> **Records provided**:
=== Section Start ===

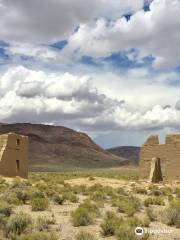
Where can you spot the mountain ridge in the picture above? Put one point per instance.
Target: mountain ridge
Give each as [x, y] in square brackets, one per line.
[58, 148]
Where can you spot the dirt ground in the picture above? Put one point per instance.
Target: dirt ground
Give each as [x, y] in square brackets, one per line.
[62, 213]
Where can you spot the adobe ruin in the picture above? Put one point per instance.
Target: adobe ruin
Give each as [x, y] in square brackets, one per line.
[13, 155]
[160, 161]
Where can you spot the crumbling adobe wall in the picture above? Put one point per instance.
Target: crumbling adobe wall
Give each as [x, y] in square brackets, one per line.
[13, 155]
[169, 154]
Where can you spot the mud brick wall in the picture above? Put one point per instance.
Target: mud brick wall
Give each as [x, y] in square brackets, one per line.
[13, 155]
[169, 154]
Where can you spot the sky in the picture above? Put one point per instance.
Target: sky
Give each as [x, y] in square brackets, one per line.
[110, 68]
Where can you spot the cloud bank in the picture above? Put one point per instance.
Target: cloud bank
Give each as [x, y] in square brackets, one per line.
[29, 95]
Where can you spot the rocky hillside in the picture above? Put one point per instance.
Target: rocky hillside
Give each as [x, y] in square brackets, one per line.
[53, 148]
[131, 153]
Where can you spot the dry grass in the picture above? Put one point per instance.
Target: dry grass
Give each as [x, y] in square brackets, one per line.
[85, 206]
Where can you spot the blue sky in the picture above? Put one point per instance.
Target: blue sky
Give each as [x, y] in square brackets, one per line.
[108, 68]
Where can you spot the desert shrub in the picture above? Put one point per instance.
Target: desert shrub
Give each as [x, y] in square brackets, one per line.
[127, 204]
[39, 204]
[121, 191]
[110, 224]
[37, 194]
[5, 209]
[98, 196]
[154, 201]
[80, 189]
[70, 196]
[84, 214]
[10, 197]
[137, 221]
[39, 236]
[140, 190]
[151, 214]
[166, 191]
[22, 196]
[43, 223]
[156, 192]
[18, 223]
[58, 199]
[84, 235]
[125, 232]
[18, 183]
[177, 192]
[171, 215]
[73, 198]
[3, 222]
[91, 178]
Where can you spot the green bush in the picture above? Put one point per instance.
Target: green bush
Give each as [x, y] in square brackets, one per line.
[58, 199]
[39, 204]
[127, 204]
[18, 223]
[83, 235]
[151, 214]
[39, 236]
[98, 196]
[5, 209]
[22, 196]
[84, 214]
[110, 224]
[154, 201]
[43, 223]
[140, 190]
[125, 232]
[171, 215]
[177, 192]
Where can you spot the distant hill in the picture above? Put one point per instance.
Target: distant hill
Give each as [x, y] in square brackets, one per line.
[56, 148]
[130, 153]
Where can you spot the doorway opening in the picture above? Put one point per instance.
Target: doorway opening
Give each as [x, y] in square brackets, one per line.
[155, 172]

=== Section End ===

> **How to complete this task**: Pictures stay out; everything else in the records gets copied exactly.

> **Output for this task**:
Where can you spot the mountain ridge in the picture above? Put one point per instance.
Target: mountain ridge
Give each as [x, y] in square brackets, one per line.
[58, 148]
Where can you spot the dirt ground in the picture above? Put one point per instance.
Target: dirt ground
Give each as [x, y] in square brackets, one per line.
[62, 213]
Where can you spot the adobe ruin in the picture above? Put one point per instance.
Target: adobe ruin
Give each as [x, y] in square brackets, one per line.
[13, 155]
[160, 161]
Where can you spot the crumbling adobe wall in the picture above? Put one point per instance.
Target: crumbling adobe wall
Give each as [x, y] in square brackets, one per line.
[13, 155]
[169, 154]
Where can you spot the mud brick wall in the picture above? Put one point per instance.
Target: mud brick wall
Give each as [x, y] in square brackets, one per line.
[13, 155]
[169, 154]
Where can you spot the sky in the picture above? Put one point per instance.
Target: sky
Give each as [x, y] in square brackets, one per line.
[110, 68]
Where can you spot the cloud bank in the picture above? Put one point per instance.
Target: cloud bank
Give each as [x, y] in square brackets, one per line.
[29, 95]
Where can you spot the rocky hillside in the picture above? Put one point per instance.
Target: rocky hillside
Give each as [x, y] in square brackets, one per line.
[53, 148]
[131, 153]
Where can you spot the dry grass in the picture above? Put one point per instance.
Target: dry grass
Give each as [x, y] in square brackets, one per line.
[85, 206]
Where can you spot the blue sky in the picture above? Put one point per instance.
Target: blue sky
Give each as [x, y] in square brackets, one per line.
[108, 68]
Where can you spot the desert shrub in the picture above? Put one point per instance.
Target: desert shrub
Give each as [x, y] in square brackets, one per line.
[127, 204]
[39, 204]
[121, 191]
[110, 224]
[37, 194]
[5, 209]
[98, 196]
[154, 201]
[80, 189]
[70, 196]
[84, 214]
[10, 197]
[137, 221]
[39, 236]
[140, 190]
[151, 214]
[166, 191]
[22, 196]
[43, 223]
[156, 192]
[18, 223]
[58, 199]
[84, 235]
[125, 232]
[18, 183]
[177, 192]
[171, 215]
[73, 198]
[3, 222]
[91, 178]
Where can you spot the green bush in the picture above? Put one point per instance.
Target: green bush
Give each as [x, y] in square brackets, one per line.
[58, 199]
[39, 204]
[127, 204]
[18, 223]
[83, 235]
[151, 214]
[39, 236]
[98, 196]
[5, 209]
[22, 196]
[84, 214]
[110, 224]
[154, 201]
[43, 223]
[140, 190]
[125, 232]
[171, 215]
[177, 192]
Where can you spot the distant hill in the picture above? Put one point per instance.
Target: distant hill
Give each as [x, y] in square brackets, one per line.
[56, 148]
[130, 153]
Where can you spot the doorway opening in the picture above? Put one point per instance.
Target: doorway opening
Give each as [x, y] in square brackets, one per line.
[155, 172]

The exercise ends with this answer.